Trecho escolhido:
A água que entra nas ruas vem diretamente do mar e, ao recuar, mistura-se com a água do rio Perequê-Açu, formando um fluxo salobro — mistura da água do mar e do rio. Esse movimento ajuda a manter limpas as pedras originais do século XVIII, ainda preservadas em boa parte do Centro.
Centro histórico de Paraty no passado visto de cima
Reprodução
A prefeitura afirma que não há dados específicos sobre turistas que visitam Paraty exclusivamente por causa da maré, mas destaca que o fenômeno se tornou um dos símbolos mais fotografados e compartilhados da cidade.
“Geralmente, quem presencia essa cena o faz por sorte. O fenômeno acontece em dias e horários específicos, e não é previsível para a maioria dos visitantes. Ou seja, não costuma ser o principal motivo da visita, mas sim uma surpresa agradável que enriquece a experiência em Paraty”, informou a Prefeitura.

Lista de registros:
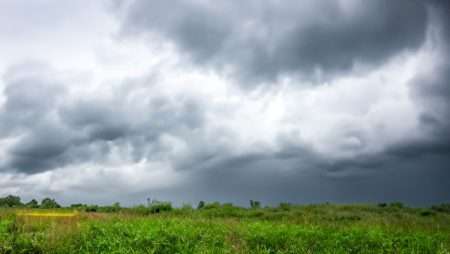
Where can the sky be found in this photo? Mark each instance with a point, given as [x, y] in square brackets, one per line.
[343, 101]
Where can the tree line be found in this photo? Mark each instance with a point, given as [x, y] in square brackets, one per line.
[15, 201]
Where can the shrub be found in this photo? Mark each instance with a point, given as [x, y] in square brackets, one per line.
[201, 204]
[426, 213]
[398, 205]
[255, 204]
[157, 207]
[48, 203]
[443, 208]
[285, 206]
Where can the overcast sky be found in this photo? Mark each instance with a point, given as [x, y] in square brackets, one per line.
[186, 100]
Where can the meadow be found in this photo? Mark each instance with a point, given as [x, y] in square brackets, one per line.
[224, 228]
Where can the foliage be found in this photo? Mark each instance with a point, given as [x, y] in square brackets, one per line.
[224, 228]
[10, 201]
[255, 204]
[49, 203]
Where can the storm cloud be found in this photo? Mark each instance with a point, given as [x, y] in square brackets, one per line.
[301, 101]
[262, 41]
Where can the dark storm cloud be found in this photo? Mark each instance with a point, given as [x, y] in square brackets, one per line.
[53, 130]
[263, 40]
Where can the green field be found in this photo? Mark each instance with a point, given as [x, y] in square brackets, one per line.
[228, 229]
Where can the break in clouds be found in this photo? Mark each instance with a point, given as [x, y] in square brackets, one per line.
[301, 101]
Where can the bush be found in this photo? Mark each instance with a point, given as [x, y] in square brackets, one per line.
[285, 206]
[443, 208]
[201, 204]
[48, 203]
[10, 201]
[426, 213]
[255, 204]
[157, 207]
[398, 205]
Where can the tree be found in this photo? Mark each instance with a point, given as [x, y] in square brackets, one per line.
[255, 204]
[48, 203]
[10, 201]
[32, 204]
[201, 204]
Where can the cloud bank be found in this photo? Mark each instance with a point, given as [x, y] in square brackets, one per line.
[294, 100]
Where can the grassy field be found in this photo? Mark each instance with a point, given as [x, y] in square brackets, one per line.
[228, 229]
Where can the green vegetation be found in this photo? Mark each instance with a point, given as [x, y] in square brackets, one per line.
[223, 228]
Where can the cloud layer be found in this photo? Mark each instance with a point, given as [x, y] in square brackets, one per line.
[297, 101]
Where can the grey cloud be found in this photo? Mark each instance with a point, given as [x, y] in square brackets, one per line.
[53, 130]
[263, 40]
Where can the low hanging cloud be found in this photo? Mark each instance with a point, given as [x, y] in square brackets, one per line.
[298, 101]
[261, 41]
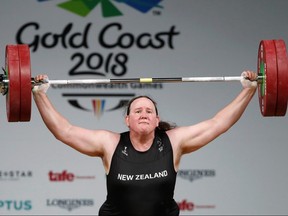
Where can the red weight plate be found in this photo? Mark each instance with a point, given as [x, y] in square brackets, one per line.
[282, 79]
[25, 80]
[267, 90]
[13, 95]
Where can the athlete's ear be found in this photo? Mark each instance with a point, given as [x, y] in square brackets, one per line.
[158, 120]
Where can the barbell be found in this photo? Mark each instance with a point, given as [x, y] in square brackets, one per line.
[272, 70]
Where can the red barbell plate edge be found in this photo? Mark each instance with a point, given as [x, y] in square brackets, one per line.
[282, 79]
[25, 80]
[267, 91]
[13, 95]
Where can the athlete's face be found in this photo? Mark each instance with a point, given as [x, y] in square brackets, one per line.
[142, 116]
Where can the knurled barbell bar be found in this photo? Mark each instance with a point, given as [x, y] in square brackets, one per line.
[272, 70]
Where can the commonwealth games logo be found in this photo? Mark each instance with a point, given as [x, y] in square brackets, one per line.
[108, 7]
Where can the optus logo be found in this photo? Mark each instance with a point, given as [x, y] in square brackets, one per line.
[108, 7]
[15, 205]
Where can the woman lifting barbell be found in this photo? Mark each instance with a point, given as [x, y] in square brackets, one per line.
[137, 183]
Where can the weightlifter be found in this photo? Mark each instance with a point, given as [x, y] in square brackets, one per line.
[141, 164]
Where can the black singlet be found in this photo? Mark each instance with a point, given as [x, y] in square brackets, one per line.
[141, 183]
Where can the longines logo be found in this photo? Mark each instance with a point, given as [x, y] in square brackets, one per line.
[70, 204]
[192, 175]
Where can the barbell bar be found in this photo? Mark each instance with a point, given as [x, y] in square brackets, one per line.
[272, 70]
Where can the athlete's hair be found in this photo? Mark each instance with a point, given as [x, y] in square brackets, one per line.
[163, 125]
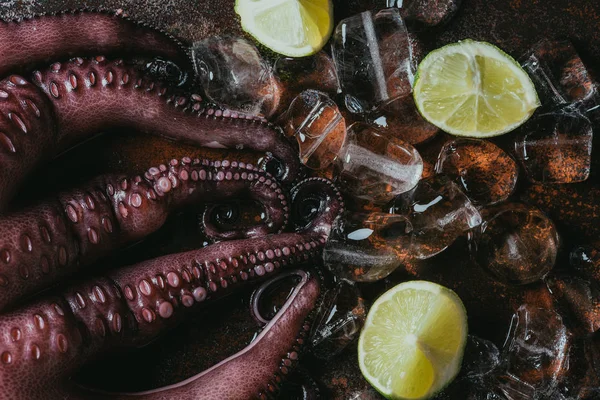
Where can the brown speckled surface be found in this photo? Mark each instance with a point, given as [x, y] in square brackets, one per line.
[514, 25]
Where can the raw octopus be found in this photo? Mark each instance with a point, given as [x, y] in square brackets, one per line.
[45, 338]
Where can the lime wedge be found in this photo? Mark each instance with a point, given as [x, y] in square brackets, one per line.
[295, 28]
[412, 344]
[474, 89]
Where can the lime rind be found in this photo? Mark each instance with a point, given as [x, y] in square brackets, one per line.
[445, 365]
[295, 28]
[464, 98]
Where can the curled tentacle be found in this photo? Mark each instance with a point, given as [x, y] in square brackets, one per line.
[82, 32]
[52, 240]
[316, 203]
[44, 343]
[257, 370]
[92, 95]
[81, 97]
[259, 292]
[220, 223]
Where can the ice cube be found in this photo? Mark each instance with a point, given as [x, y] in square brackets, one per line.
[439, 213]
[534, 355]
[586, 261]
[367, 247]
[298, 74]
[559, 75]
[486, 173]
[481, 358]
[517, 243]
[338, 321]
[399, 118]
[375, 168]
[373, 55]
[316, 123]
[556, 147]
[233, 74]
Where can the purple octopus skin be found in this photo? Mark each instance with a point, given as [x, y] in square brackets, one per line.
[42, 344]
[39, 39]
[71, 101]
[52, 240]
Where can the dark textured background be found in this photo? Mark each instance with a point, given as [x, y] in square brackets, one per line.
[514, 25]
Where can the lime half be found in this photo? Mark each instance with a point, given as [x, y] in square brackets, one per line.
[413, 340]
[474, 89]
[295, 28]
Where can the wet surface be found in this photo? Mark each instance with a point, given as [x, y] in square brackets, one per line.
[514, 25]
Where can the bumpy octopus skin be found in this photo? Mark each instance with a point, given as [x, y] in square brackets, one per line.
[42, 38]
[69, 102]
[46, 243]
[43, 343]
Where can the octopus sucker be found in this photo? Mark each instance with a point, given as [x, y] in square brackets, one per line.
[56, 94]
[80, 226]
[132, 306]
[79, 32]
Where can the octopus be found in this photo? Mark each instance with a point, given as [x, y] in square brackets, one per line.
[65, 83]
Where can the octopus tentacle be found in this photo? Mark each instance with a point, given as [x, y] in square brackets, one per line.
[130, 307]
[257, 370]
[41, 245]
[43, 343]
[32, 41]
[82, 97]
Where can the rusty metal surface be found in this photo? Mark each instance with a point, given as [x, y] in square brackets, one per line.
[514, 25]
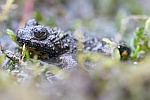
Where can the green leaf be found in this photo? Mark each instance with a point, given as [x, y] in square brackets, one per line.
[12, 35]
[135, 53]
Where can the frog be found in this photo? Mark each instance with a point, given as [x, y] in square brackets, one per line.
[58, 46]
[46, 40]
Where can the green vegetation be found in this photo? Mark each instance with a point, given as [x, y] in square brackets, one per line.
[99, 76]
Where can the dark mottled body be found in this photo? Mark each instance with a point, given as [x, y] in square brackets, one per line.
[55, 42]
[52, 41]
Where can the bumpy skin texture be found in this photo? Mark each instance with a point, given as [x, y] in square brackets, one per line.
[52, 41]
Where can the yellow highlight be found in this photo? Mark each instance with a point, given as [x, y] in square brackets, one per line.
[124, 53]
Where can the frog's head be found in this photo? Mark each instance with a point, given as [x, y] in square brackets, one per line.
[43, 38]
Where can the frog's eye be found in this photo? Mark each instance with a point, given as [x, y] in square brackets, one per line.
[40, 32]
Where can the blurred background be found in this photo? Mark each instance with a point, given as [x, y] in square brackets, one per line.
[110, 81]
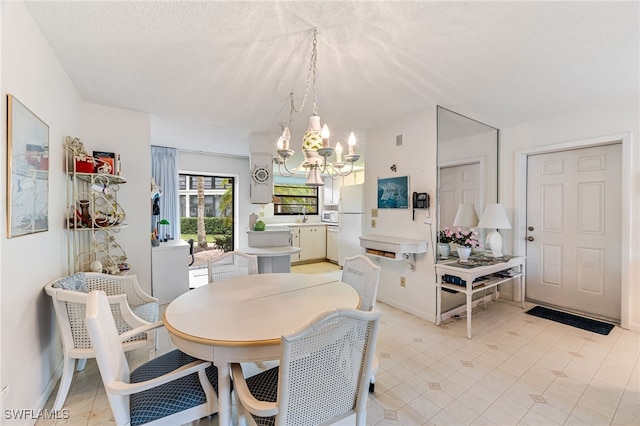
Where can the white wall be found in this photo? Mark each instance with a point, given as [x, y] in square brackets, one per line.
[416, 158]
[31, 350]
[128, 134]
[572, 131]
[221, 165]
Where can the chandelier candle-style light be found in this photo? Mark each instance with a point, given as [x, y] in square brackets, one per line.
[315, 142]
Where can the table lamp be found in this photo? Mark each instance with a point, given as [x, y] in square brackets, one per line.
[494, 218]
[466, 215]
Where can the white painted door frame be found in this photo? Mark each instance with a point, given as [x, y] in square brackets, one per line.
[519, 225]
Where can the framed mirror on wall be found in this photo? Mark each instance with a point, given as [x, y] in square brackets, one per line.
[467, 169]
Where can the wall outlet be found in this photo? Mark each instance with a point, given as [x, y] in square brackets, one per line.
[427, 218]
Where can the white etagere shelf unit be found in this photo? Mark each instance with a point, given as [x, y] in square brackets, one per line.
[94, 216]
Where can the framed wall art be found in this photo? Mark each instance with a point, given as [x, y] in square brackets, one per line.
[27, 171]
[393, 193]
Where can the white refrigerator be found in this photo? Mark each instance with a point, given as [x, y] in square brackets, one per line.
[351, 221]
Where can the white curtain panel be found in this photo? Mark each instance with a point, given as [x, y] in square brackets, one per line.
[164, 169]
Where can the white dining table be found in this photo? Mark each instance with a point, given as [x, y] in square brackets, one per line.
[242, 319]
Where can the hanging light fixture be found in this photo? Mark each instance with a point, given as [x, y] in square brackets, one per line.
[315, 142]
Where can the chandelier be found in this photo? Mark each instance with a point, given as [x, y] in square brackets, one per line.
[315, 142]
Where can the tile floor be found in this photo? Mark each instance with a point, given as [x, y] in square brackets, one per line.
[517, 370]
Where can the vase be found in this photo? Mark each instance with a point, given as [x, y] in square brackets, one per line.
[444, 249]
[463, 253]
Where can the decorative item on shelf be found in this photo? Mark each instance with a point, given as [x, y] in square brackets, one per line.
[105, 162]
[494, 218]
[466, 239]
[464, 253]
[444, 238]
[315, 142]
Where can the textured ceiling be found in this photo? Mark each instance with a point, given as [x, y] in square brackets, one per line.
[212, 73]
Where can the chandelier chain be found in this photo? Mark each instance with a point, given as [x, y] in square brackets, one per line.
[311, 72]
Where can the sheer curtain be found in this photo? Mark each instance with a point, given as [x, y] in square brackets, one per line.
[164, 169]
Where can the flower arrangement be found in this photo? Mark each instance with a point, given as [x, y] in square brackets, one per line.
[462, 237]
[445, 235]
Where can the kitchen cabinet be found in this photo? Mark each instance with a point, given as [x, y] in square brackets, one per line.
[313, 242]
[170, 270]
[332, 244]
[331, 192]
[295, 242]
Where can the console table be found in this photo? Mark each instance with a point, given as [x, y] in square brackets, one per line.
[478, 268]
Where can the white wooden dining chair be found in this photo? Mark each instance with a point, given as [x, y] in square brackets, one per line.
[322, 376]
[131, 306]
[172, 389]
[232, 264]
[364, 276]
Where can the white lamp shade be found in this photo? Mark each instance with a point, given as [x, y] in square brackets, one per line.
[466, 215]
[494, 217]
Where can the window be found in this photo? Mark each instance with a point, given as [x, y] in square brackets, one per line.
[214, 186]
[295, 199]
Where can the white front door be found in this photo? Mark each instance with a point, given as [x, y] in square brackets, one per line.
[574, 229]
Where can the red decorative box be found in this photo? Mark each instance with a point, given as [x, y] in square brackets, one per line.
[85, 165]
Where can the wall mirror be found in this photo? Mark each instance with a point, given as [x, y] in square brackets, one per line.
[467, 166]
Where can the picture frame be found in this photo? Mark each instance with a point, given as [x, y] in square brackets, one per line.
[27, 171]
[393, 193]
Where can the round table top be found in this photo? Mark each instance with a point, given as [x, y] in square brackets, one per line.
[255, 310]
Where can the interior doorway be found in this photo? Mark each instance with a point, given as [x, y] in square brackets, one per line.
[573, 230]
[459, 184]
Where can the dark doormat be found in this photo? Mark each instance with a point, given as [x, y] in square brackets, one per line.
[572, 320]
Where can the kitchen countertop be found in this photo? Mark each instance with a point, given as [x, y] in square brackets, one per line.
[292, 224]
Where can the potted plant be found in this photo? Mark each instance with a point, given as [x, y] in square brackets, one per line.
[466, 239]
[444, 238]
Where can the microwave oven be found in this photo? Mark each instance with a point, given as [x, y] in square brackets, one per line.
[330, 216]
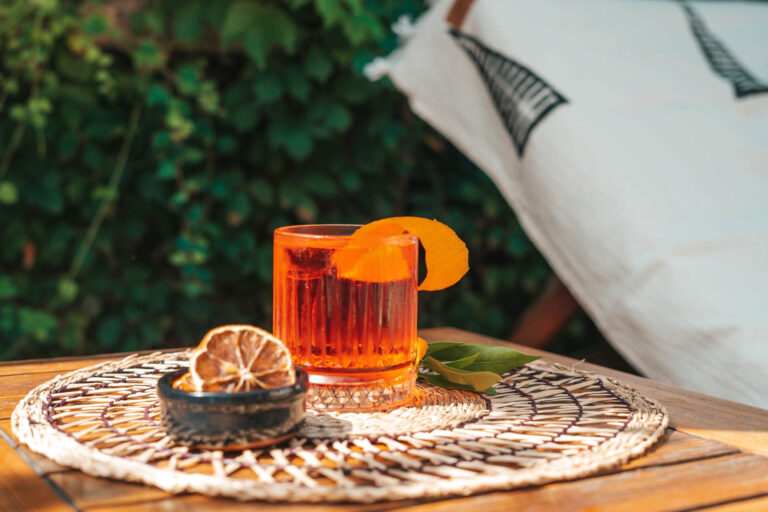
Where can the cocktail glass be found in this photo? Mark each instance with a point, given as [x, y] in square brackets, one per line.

Sua tarefa: No texto sobre a maré em Paraty, troque "pedras" por "lajes" e escreva de novo o trecho que começa em "A água que entra" e termina em "parte do Centro.".

Resposta esperada:
A água que entra nas ruas vem diretamente do mar e, ao recuar, mistura-se com a água do rio Perequê-Açu, formando um fluxo salobro — mistura da água do mar e do rio. Esse movimento ajuda a manter limpas as lajes originais do século XVIII, ainda preservadas em boa parte do Centro.